Prompt: Can you write out the stretch from the line containing "Where can you spot the saw" through the end of the items, substituting "grip" for "handle" and leaving everything else as it stands?
--
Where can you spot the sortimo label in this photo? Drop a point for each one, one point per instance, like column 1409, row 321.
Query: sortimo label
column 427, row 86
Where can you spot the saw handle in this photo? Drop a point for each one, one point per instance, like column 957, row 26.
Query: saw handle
--
Written answer:
Where can you spot the saw grip in this photo? Drop a point for each one, one point per instance, like column 957, row 26.
Query: saw grip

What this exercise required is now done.